# Assignment:
Two lines below mark the span: the one containing "Target: blue sky" and the one containing "Annotate the white cloud". Set down both, plus every line between, exactly as they stand, and nothing else.

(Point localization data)
——

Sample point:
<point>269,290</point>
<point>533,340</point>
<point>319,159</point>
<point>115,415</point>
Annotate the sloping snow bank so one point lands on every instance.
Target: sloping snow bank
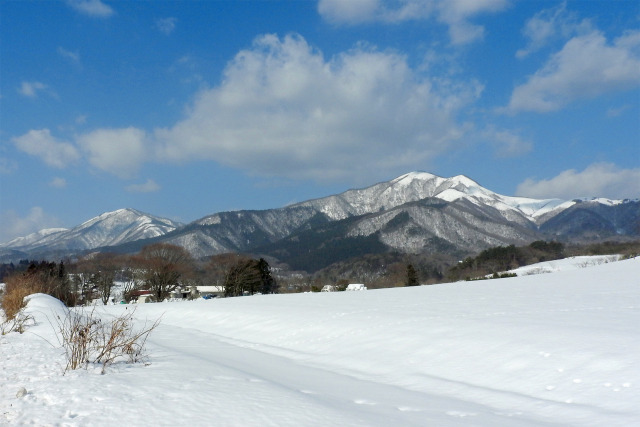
<point>557,349</point>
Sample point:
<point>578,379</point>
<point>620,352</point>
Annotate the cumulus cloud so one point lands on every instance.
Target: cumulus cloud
<point>148,187</point>
<point>166,25</point>
<point>93,8</point>
<point>284,110</point>
<point>16,225</point>
<point>41,143</point>
<point>586,67</point>
<point>597,180</point>
<point>118,151</point>
<point>453,13</point>
<point>31,89</point>
<point>7,166</point>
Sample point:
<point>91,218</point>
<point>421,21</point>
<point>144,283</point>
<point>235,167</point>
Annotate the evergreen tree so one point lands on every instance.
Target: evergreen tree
<point>412,276</point>
<point>269,284</point>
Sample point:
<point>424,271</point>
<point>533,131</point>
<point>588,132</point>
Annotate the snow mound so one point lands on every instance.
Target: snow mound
<point>553,349</point>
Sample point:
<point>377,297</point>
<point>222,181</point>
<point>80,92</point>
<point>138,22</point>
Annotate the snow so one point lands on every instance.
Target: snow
<point>550,349</point>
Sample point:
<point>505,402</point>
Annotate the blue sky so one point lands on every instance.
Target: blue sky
<point>186,108</point>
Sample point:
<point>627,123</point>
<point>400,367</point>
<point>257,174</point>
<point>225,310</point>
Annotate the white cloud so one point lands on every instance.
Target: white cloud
<point>58,182</point>
<point>507,143</point>
<point>597,180</point>
<point>166,25</point>
<point>454,13</point>
<point>148,187</point>
<point>16,225</point>
<point>52,151</point>
<point>587,66</point>
<point>7,166</point>
<point>283,110</point>
<point>117,151</point>
<point>31,89</point>
<point>94,8</point>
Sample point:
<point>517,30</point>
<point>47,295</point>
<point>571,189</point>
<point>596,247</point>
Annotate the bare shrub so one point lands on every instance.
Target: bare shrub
<point>88,339</point>
<point>17,287</point>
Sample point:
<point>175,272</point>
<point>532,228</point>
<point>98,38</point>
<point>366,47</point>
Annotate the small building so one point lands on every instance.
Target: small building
<point>143,299</point>
<point>210,291</point>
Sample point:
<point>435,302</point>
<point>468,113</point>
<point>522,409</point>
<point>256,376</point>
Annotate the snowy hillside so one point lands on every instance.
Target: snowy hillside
<point>551,349</point>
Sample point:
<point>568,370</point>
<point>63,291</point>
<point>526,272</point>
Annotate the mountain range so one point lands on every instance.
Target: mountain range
<point>415,213</point>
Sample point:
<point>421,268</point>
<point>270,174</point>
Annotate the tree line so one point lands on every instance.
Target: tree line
<point>159,269</point>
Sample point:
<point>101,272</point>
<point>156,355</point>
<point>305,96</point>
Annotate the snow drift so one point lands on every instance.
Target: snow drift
<point>551,349</point>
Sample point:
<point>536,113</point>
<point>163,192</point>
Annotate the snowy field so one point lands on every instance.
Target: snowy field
<point>549,349</point>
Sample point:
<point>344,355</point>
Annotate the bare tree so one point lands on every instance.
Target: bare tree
<point>163,266</point>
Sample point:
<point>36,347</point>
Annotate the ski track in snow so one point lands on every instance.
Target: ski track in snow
<point>552,349</point>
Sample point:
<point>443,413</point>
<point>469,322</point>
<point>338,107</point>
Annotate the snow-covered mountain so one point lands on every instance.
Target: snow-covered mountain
<point>415,213</point>
<point>109,229</point>
<point>416,186</point>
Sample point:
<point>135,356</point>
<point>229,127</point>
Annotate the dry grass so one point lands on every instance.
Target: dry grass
<point>88,339</point>
<point>17,287</point>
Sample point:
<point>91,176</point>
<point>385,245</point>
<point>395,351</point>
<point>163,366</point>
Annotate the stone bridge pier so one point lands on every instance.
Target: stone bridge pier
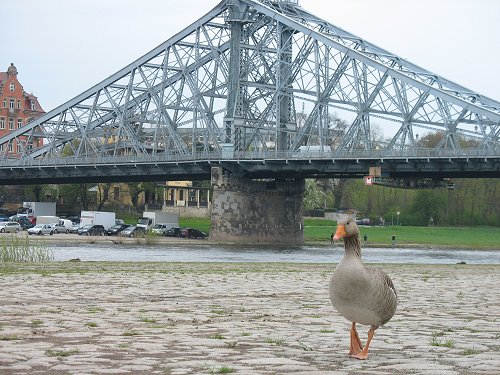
<point>250,211</point>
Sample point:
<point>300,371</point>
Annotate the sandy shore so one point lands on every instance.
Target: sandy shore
<point>167,318</point>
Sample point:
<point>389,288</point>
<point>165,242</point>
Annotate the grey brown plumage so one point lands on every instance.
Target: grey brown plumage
<point>364,295</point>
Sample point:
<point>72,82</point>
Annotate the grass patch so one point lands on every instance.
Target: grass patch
<point>60,353</point>
<point>131,333</point>
<point>223,370</point>
<point>326,330</point>
<point>470,351</point>
<point>278,341</point>
<point>217,336</point>
<point>218,311</point>
<point>321,229</point>
<point>94,310</point>
<point>146,319</point>
<point>23,249</point>
<point>446,343</point>
<point>9,338</point>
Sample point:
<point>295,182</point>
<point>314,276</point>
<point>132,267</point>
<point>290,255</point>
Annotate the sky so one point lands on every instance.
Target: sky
<point>63,47</point>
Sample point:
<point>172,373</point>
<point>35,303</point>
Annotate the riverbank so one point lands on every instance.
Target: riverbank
<point>63,238</point>
<point>199,318</point>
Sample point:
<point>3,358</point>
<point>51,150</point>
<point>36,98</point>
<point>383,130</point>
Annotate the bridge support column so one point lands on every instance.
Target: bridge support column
<point>249,211</point>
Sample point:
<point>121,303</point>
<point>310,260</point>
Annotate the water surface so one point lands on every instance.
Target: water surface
<point>233,253</point>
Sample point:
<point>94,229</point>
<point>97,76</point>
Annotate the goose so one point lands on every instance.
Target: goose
<point>363,295</point>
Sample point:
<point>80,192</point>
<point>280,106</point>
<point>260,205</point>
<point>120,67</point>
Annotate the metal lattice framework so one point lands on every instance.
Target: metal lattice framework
<point>238,75</point>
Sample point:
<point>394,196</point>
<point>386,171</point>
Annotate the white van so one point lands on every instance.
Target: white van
<point>63,226</point>
<point>313,150</point>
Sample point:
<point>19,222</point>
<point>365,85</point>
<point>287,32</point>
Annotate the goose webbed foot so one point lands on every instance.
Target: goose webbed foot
<point>356,345</point>
<point>364,353</point>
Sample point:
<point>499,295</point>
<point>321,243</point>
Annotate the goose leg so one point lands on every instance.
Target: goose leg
<point>356,344</point>
<point>364,353</point>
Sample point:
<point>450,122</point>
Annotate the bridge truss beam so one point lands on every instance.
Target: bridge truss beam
<point>237,76</point>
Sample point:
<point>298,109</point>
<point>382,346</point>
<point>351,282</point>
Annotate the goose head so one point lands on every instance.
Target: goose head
<point>346,229</point>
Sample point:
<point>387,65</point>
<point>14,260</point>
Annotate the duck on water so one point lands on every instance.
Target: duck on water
<point>363,295</point>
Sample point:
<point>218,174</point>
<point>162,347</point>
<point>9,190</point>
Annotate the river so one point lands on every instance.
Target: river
<point>233,253</point>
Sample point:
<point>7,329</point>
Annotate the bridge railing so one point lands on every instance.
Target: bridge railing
<point>416,153</point>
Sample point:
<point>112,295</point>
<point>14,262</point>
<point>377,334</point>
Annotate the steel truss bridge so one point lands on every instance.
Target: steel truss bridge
<point>267,90</point>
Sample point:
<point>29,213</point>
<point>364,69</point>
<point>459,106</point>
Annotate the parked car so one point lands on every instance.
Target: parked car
<point>10,226</point>
<point>159,229</point>
<point>192,233</point>
<point>24,222</point>
<point>74,228</point>
<point>92,230</point>
<point>116,229</point>
<point>133,231</point>
<point>173,232</point>
<point>41,229</point>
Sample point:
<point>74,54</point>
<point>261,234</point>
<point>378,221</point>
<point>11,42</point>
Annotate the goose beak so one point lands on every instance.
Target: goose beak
<point>340,233</point>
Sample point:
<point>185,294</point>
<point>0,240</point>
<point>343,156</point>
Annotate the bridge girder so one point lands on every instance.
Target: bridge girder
<point>215,83</point>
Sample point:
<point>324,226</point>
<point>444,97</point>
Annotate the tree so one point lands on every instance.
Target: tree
<point>313,196</point>
<point>135,189</point>
<point>103,194</point>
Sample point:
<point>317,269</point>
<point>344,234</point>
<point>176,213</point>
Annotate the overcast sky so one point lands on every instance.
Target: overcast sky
<point>63,47</point>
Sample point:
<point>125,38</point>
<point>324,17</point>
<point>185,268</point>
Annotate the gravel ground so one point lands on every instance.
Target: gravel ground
<point>199,318</point>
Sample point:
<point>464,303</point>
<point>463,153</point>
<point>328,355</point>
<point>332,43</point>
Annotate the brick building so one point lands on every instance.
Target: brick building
<point>17,108</point>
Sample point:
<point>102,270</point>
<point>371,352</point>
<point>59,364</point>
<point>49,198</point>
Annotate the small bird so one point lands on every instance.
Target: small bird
<point>363,295</point>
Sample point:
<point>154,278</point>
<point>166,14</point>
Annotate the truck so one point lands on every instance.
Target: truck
<point>47,219</point>
<point>106,219</point>
<point>150,218</point>
<point>34,209</point>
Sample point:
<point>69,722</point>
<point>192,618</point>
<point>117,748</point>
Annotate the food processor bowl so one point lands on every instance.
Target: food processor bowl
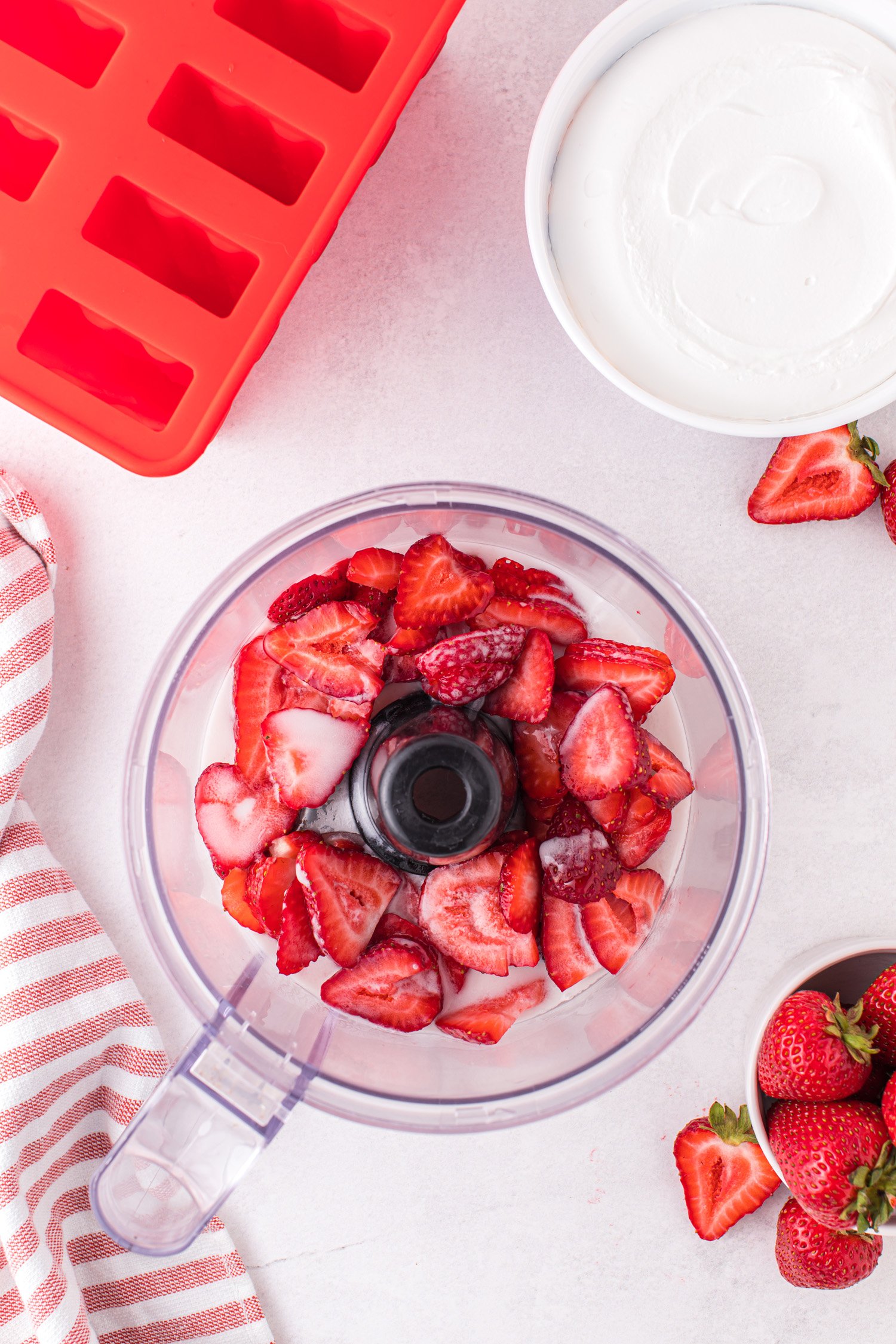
<point>266,1041</point>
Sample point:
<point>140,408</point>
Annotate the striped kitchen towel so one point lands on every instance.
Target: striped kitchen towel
<point>78,1050</point>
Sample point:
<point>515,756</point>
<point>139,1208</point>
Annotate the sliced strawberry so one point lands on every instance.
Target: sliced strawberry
<point>328,649</point>
<point>438,587</point>
<point>538,818</point>
<point>645,827</point>
<point>410,642</point>
<point>347,891</point>
<point>602,750</point>
<point>269,879</point>
<point>374,567</point>
<point>510,579</point>
<point>618,925</point>
<point>560,624</point>
<point>818,476</point>
<point>521,888</point>
<point>645,675</point>
<point>258,690</point>
<point>487,1020</point>
<point>503,760</point>
<point>233,895</point>
<point>461,916</point>
<point>609,812</point>
<point>465,667</point>
<point>305,594</point>
<point>395,984</point>
<point>401,667</point>
<point>538,749</point>
<point>299,695</point>
<point>308,753</point>
<point>296,947</point>
<point>235,820</point>
<point>888,502</point>
<point>567,955</point>
<point>723,1171</point>
<point>579,867</point>
<point>670,783</point>
<point>526,696</point>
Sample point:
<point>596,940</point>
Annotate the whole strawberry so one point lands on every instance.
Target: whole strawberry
<point>880,1008</point>
<point>888,502</point>
<point>811,1256</point>
<point>723,1171</point>
<point>814,1050</point>
<point>888,1106</point>
<point>837,1160</point>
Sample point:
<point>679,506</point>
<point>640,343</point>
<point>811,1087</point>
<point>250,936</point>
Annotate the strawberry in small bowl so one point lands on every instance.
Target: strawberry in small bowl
<point>823,1051</point>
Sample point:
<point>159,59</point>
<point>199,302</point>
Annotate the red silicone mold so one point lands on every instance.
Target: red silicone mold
<point>170,170</point>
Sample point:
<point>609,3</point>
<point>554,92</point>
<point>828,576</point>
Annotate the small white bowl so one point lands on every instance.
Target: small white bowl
<point>629,24</point>
<point>846,968</point>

——

# Response:
Target: blue sky
<point>186,108</point>
Sample point:
<point>627,123</point>
<point>400,367</point>
<point>257,174</point>
<point>225,310</point>
Annotate the white cloud so one point lands on every instance.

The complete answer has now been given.